◆ **PASSAGE SHOWN**
For many logistics operations, labor management systems (LMS) offer the right mix of monitoring, reporting and performance needed to improve workforce productivity and plan more effectively. A blend of software and engineered standards, LMS captures worker activity data and offers the most effective way to perform specific tasks.
Used mainly within the four walls of the warehouse and DC, LMS uses those metrics to track productivity for individual employees or for groups of workers and is generally integrated with existing warehouse management systems (WMS) and other enterprise systems. The software helps managers identify labor expenditures, optimize workforce productivity, and compare activity against both established labor standards and their own internal, historical data.
According to Don Derewecki, senior consultant with supply chain advisory firm St. Onge, the complexities and speed associated with omni-channel distribution and e-commerce have pushed more shippers to improve their labor management practices.
“A lot of companies are now having to service multiple channels, with e-commerce being the main ‘elephant’ in the room at this point,” says Derewecki. “As a result, more sophisticated logistics management systems are coming into play, such as LMS, and are allowing logistics managers to improve their planning, execution and efficiencies across different channels.” Let’s look at how to step up your LMS practices to keep up in today’s omni-channel world.
Step 1: Know it’s time.
As a software application that manages human resources within the warehouse or DC environment, LMS tends to come into play once an operation grows to the point where its labor costs are high enough to warrant the software investment.
Purchased either as best-of-breed applications or as modules that are integrated within a WMS or other supply chain execution platform, LMS is known for its ability to increase labor productivity within high-volume DCs.
The first indication that a company needs LMS are rising labor costs. “That’s the first trigger,” says Derewecki.
Other key indicators include unsatisfactory inventory levels, late and short orders, and the inability to find items within the warehouse. “If you have high error rates on the orders going out to customers, it’s time to consider LMS,” says Derewecki.
“In today’s business environment, customers are becoming intolerant of shipping errors.”
Finally, if order cycle times are too long—a major no-no in the current e-commerce, omni-channel environment—the standards and optimization associated with LMS can help correct the problem.
Joe Vernon, senior manager, North America supply chain technology for Capgemini, says that he’s seeing more shippers asking for LMS as part of their overall WMS implementations, upgrades or replacements. “Labor or workforce management seems to be ‘coming along for the ride,’ so to speak,” he says.
And those shippers that already have a WMS in place—and that are now feeling the pressures of omni-channel and e-commerce—are now looking for newer warehousing systems that include LMS. “Overall, labor management software looks to be alive and well,” Vernon says, “and on everyone’s minds as they’re implementing WMS.”
In most cases, LMS implementations are being driven by the need to save on labor costs. However, Vernon says that LMS “redos” are also popular right now, and are usually based on a shipper’s realization that—even though it has a labor management system in place and operating—it may be able to squeeze out more productivity or savings with a few system tweaks. And because labor comprises such a large percentage of the average warehouse’s budget, even small improvements can produce notable results.

◆ **RECORDED INFORMATION**
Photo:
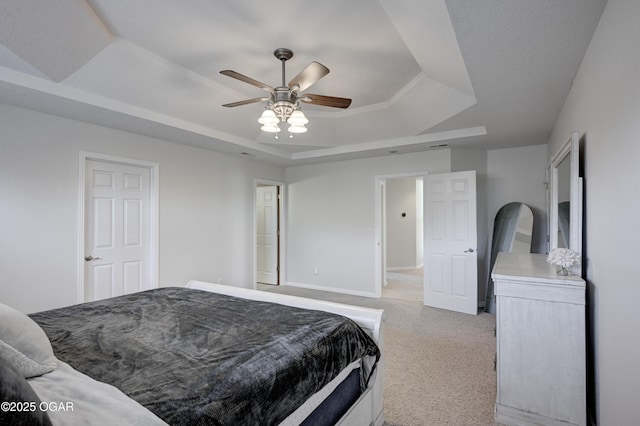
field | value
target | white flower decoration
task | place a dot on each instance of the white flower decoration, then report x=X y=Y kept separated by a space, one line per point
x=563 y=257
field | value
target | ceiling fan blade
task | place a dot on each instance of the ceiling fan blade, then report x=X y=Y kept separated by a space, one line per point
x=312 y=73
x=245 y=102
x=331 y=101
x=244 y=78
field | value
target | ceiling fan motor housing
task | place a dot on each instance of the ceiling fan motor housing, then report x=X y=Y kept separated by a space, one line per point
x=283 y=102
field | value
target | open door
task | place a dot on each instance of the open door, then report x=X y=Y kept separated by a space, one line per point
x=450 y=258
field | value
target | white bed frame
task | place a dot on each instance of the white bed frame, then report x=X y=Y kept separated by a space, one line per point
x=367 y=410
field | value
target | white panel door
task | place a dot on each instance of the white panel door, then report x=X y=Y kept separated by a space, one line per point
x=450 y=259
x=117 y=229
x=267 y=234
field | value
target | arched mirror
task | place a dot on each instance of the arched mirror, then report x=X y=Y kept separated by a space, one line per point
x=565 y=200
x=512 y=232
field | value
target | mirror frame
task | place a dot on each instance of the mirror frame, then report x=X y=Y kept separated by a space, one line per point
x=570 y=149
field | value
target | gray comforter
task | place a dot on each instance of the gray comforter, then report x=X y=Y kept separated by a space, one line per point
x=195 y=357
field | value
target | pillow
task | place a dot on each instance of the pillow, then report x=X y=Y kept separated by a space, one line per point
x=21 y=405
x=24 y=344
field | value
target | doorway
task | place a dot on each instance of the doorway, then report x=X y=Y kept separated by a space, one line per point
x=269 y=197
x=118 y=227
x=399 y=227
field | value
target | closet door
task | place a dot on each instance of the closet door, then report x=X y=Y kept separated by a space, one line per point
x=450 y=259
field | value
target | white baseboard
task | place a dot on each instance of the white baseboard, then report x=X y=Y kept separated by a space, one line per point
x=332 y=289
x=403 y=268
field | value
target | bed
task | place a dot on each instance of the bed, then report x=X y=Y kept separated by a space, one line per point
x=149 y=358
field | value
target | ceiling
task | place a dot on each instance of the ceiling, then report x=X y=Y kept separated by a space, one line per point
x=422 y=74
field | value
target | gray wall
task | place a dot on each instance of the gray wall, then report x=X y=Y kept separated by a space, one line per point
x=604 y=106
x=206 y=207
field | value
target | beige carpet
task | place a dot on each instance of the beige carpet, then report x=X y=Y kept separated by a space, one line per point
x=439 y=364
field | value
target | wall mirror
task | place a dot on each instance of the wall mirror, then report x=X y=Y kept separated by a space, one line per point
x=512 y=232
x=565 y=198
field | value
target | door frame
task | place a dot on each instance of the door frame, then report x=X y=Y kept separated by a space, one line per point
x=281 y=235
x=379 y=217
x=154 y=204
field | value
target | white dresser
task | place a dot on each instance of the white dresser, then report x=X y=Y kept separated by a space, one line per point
x=540 y=329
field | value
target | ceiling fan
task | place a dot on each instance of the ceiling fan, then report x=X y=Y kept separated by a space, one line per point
x=283 y=101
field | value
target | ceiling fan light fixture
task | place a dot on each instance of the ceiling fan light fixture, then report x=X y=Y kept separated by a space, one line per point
x=282 y=104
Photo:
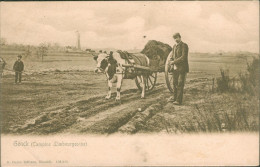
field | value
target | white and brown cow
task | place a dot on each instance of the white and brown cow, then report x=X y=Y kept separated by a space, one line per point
x=112 y=66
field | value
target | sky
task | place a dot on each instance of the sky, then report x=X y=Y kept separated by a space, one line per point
x=206 y=26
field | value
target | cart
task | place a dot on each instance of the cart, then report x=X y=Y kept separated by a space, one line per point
x=151 y=73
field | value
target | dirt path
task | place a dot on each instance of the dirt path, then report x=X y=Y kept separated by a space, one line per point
x=69 y=102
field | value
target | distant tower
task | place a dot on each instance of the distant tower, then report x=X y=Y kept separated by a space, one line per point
x=78 y=40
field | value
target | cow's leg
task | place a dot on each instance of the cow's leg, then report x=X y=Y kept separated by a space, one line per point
x=143 y=79
x=109 y=89
x=118 y=86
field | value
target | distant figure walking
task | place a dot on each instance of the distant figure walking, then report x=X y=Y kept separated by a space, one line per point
x=2 y=67
x=180 y=68
x=18 y=68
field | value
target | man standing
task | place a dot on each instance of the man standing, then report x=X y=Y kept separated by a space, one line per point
x=18 y=68
x=181 y=68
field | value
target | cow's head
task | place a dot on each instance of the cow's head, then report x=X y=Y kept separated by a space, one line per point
x=102 y=62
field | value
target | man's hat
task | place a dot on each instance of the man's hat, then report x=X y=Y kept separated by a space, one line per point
x=176 y=35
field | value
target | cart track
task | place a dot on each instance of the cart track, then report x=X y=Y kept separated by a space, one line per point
x=92 y=113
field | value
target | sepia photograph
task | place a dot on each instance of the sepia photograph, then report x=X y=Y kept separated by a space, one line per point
x=129 y=83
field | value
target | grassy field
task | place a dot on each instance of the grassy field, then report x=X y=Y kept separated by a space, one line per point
x=62 y=94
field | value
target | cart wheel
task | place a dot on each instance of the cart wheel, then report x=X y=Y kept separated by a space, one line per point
x=149 y=83
x=169 y=74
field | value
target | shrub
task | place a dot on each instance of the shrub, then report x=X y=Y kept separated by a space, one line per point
x=247 y=82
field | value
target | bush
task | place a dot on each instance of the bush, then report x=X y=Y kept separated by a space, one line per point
x=243 y=117
x=247 y=82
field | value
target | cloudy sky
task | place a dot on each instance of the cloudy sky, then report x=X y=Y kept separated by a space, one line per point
x=204 y=26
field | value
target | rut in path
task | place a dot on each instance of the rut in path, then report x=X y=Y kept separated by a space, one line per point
x=62 y=118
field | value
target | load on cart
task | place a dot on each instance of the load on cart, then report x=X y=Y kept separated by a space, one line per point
x=143 y=67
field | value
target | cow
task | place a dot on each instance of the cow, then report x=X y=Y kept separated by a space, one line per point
x=113 y=66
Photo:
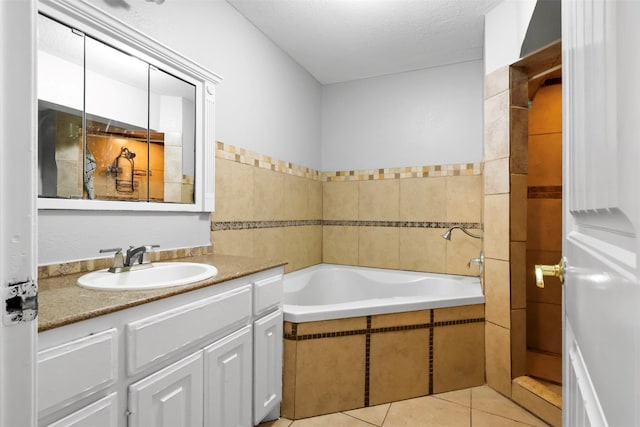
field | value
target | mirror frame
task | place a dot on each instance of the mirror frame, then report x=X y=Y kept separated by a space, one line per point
x=85 y=17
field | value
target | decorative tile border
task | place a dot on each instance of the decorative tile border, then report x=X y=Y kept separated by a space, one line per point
x=83 y=266
x=248 y=157
x=544 y=192
x=249 y=225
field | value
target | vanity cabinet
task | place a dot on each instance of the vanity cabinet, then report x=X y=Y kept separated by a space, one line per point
x=210 y=357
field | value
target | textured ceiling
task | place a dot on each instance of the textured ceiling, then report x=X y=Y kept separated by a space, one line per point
x=342 y=40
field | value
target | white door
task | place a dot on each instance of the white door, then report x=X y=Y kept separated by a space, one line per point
x=601 y=110
x=17 y=207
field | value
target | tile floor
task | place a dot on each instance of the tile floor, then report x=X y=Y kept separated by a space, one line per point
x=473 y=407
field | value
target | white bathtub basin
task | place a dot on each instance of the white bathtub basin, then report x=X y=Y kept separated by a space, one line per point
x=161 y=275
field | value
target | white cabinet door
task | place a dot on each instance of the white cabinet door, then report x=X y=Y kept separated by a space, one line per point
x=171 y=397
x=103 y=413
x=227 y=384
x=267 y=366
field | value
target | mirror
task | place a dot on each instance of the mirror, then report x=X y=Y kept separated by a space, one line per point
x=120 y=119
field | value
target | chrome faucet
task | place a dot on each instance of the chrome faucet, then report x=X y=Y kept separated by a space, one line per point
x=447 y=234
x=136 y=258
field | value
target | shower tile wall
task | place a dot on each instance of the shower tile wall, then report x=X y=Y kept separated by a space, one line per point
x=389 y=218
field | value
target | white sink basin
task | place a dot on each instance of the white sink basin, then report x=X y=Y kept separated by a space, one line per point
x=161 y=275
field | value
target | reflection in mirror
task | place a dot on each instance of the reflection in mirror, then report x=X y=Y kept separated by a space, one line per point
x=60 y=105
x=172 y=112
x=111 y=126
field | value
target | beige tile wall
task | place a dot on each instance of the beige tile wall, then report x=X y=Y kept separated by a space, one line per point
x=252 y=189
x=504 y=218
x=445 y=200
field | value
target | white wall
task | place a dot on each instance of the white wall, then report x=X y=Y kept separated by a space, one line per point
x=426 y=117
x=266 y=103
x=504 y=31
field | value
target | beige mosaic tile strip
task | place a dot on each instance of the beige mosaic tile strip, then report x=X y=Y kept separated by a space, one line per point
x=240 y=155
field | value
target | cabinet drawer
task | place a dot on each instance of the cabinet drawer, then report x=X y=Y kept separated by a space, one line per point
x=157 y=337
x=103 y=413
x=76 y=369
x=268 y=294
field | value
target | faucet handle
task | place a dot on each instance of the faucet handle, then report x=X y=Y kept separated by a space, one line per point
x=118 y=260
x=102 y=251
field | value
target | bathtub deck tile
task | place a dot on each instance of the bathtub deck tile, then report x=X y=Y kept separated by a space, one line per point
x=419 y=317
x=458 y=357
x=328 y=326
x=330 y=375
x=399 y=365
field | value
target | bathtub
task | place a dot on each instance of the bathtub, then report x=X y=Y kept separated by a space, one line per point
x=356 y=337
x=328 y=291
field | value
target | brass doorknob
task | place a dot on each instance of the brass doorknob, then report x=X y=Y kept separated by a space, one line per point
x=549 y=270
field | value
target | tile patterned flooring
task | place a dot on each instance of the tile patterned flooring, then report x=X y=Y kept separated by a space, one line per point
x=472 y=407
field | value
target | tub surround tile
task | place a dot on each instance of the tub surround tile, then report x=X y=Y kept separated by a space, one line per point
x=340 y=200
x=460 y=249
x=422 y=198
x=340 y=245
x=379 y=200
x=269 y=243
x=519 y=162
x=330 y=375
x=496 y=127
x=234 y=191
x=496 y=227
x=422 y=250
x=399 y=366
x=496 y=176
x=233 y=242
x=296 y=200
x=458 y=360
x=269 y=195
x=498 y=356
x=379 y=247
x=519 y=87
x=464 y=199
x=497 y=292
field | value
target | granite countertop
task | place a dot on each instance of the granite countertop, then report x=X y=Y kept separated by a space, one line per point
x=62 y=302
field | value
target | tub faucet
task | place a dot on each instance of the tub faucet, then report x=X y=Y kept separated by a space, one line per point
x=447 y=234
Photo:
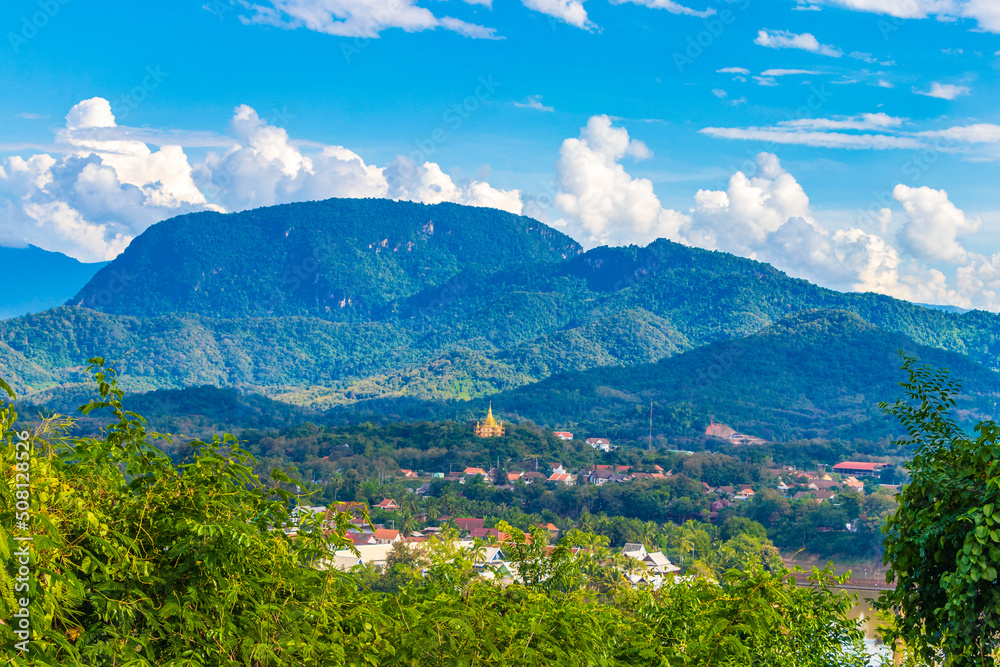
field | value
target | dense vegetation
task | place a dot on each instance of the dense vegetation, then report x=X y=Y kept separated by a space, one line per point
x=330 y=303
x=943 y=545
x=139 y=561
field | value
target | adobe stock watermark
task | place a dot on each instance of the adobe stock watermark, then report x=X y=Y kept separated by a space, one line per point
x=21 y=622
x=32 y=24
x=114 y=284
x=713 y=27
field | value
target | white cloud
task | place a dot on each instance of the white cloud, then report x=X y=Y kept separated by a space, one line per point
x=262 y=167
x=865 y=121
x=567 y=11
x=428 y=184
x=934 y=224
x=782 y=39
x=108 y=186
x=101 y=193
x=981 y=133
x=985 y=12
x=787 y=72
x=356 y=18
x=786 y=135
x=533 y=102
x=944 y=91
x=765 y=214
x=599 y=201
x=670 y=6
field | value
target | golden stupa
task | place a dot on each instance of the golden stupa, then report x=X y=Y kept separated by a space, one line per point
x=490 y=427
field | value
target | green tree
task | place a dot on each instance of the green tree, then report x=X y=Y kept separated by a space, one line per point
x=943 y=543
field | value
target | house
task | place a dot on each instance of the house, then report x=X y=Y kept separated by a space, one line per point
x=602 y=444
x=468 y=524
x=374 y=554
x=657 y=563
x=302 y=511
x=859 y=468
x=386 y=536
x=600 y=477
x=854 y=483
x=530 y=477
x=563 y=478
x=824 y=495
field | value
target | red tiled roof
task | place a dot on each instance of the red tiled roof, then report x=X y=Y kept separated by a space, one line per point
x=859 y=465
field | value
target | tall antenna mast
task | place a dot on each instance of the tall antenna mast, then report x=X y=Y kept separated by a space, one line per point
x=650 y=424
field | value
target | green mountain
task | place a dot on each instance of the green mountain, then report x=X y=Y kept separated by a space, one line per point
x=335 y=302
x=813 y=374
x=37 y=279
x=338 y=259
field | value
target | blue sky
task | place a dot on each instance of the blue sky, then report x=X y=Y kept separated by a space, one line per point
x=850 y=142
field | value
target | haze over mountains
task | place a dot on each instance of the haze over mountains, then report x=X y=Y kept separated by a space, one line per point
x=344 y=302
x=38 y=279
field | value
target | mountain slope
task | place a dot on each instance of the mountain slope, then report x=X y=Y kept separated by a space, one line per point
x=37 y=279
x=336 y=259
x=486 y=303
x=813 y=374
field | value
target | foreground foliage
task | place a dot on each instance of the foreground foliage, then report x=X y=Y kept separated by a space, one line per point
x=138 y=561
x=943 y=544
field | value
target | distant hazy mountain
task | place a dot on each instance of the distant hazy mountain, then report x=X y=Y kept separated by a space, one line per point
x=338 y=259
x=340 y=301
x=813 y=374
x=36 y=279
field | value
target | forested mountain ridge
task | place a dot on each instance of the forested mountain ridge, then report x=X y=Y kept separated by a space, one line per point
x=336 y=259
x=334 y=302
x=814 y=374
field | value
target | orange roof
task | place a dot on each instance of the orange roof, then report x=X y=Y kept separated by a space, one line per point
x=859 y=465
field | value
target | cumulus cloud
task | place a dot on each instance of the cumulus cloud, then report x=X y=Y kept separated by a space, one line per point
x=783 y=39
x=356 y=18
x=934 y=224
x=428 y=184
x=599 y=201
x=985 y=12
x=262 y=167
x=90 y=202
x=765 y=214
x=107 y=186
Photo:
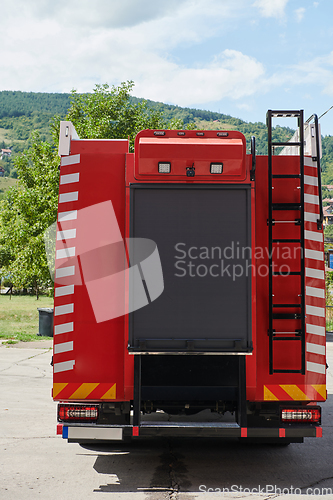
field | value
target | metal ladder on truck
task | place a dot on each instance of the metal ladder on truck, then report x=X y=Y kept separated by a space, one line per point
x=296 y=316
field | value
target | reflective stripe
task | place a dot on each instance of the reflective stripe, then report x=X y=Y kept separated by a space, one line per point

◆ **PROBLEM SET**
**a.** In the passage on labor management systems, what is the first sign that a company needs LMS?
**b.** Extend the passage on labor management systems, starting after its last sentence.

◆ **RESPONSES IN ORDER**
**a.** Rising labor costs.

**b.**
“Companies are going back and putting labor through the wringer again to see if they can reset their standards, review their assumptions, and re-engineer some practices in order to get their labor management processes to the next level,” says Vernon. “We used to see this happen with WMS—with companies going back in and looking at their picking strategies and rules, and then doing ‘optimization upgrades’ to get even more out of their systems. Now they’re doing the same thing with labor.”
Step 2: Add tools and functionalities.
Metrics and analytics are on the minds of most shippers these days, including those that use LMS to squeeze maximum productivity out of their warehouse and DC labor forces.
“LMS vendors are definitely feeling the pressure to embed some type of predictive analytics into their solutions,” says Vernon, who sees such demands making an impact on most of the supply chain software sectors right now.
“Predictive analytics is starting to flow down in the supply chain from the planning and forecasting, and it’s making its way down into WMS,” says Vernon. “When it gets there, LMS—which has traditionally had a ‘planning and execution’ presence—will need to provide more smart functionality. It’s going to be asked to do even more.”
For example, shippers will want to know what’s happening on the labor front in real-time, and will want to be able to respond to it immediately and without having to “run a bunch of analytics through a warehousing or business intelligence tool,” says Vernon.
Going forward, Vernon says LMS may also incorporate warehouse- and DC-specific functions like wave picking, where different pick cycles and pick-pack times can be tracked in real-time. Shippers will be able to quickly determine if a shift is running below a certain rate—versus a pre-determined, standard rate—and will be able to respond dynamically by reconfiguring the next wave.
“This is already happening in the omni-channel planning and forecasting space, and it’s where LMS needs to go too,” says Vernon, whose customers are already asking for such functionalities from their labor management systems. “The idea is catching on, and it’s time for it to happen.”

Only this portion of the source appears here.